**CONSIGNE 1**: D'après l'extrait sur la publicité pour le tabac, quelle juridiction a annulé la directive ?
**CONSIGNE 2**: Recopiez le passage de l'extrait sur la publicité pour le tabac qui s'ouvre sur les mots contenant "Depuis quelques mois, les" et se clôt sur "base juridique erronée.", en renommant "Cour européenne de justice" en "Cour de justice de l'Union européenne".

Depuis quelques mois, les industriels du tabac avaient le moral en berne. Hier, ils ont pu arborer un large sourire. Ils venaient d'apprendre que la Cour européenne de justice (CEJ) annulait une directive sur l'interdiction générale de la publicité pour le tabac en Europe, estimant qu'elle avait été introduite par le législateur européen sur une base juridique erronée.
Juridisme. «C'est un très sale coup pour la santé publique», a réagi aussitôt le professeur Albert Hirsch, chef de service de pneumologie à l'hôpital Saint-Louis à Paris, et pionnier de la lutte antitabagisme en France. «Car, dès demain, les industriels du tabac pourront reprendre leur publicité en Allemagne et en Angleterre. Et même en France. Si le gouvernement français ne fait rien alors que nous présidons actuellement l'Union européenne, c'est la fin de la loi Evin.»

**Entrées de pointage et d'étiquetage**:
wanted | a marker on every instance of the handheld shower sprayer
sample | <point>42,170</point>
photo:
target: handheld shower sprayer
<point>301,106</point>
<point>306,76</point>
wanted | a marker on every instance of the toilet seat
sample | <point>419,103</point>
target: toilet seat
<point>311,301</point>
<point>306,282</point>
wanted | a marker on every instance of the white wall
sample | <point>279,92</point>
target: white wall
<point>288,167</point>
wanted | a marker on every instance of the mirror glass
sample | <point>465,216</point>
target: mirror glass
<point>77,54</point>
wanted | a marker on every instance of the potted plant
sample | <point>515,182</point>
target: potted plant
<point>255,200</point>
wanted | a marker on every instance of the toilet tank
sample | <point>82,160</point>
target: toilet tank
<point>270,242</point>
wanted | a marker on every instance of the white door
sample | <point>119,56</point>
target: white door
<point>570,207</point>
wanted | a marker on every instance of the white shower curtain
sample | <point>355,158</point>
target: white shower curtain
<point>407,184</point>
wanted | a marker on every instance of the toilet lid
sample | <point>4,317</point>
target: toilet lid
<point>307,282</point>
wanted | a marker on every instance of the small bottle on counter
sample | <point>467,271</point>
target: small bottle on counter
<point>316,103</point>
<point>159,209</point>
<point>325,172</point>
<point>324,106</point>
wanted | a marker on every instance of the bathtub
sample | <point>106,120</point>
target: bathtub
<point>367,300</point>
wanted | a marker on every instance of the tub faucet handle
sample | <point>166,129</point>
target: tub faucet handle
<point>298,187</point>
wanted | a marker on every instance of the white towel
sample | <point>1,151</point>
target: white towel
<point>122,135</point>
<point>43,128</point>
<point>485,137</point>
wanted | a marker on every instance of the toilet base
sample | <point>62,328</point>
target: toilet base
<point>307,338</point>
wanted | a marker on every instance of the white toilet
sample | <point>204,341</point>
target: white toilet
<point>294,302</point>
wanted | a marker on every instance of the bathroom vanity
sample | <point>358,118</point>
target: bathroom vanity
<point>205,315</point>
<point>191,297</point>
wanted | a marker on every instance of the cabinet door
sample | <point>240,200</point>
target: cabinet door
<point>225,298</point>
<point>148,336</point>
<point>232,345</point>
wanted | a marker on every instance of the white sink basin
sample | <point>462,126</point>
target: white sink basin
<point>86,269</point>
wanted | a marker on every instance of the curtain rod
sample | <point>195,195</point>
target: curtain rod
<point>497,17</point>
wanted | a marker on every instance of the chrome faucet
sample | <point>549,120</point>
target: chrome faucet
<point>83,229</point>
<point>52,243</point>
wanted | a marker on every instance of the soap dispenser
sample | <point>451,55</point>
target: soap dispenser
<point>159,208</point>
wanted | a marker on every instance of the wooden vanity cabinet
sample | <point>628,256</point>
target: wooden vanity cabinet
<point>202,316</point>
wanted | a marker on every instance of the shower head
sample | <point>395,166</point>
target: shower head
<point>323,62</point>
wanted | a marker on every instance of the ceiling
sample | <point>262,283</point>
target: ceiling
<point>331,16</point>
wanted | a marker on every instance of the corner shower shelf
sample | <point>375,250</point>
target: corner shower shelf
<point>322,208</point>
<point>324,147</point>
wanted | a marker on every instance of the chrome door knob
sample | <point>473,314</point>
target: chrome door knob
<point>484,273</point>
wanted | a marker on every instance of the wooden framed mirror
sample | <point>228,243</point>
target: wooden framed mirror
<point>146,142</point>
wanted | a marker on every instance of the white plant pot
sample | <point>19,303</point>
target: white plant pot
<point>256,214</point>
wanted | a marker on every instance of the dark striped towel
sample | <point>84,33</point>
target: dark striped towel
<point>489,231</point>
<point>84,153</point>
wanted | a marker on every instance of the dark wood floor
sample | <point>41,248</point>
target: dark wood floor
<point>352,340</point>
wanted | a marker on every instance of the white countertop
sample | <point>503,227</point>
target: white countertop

**RÉPONSE 1**: La Cour européenne de justice (CEJ).

**RÉPONSE 2**:
Depuis quelques mois, les industriels du tabac avaient le moral en berne. Hier, ils ont pu arborer un large sourire. Ils venaient d'apprendre que la Cour de justice de l'Union européenne (CEJ) annulait une directive sur l'interdiction générale de la publicité pour le tabac en Europe, estimant qu'elle avait été introduite par le législateur européen sur une base juridique erronée.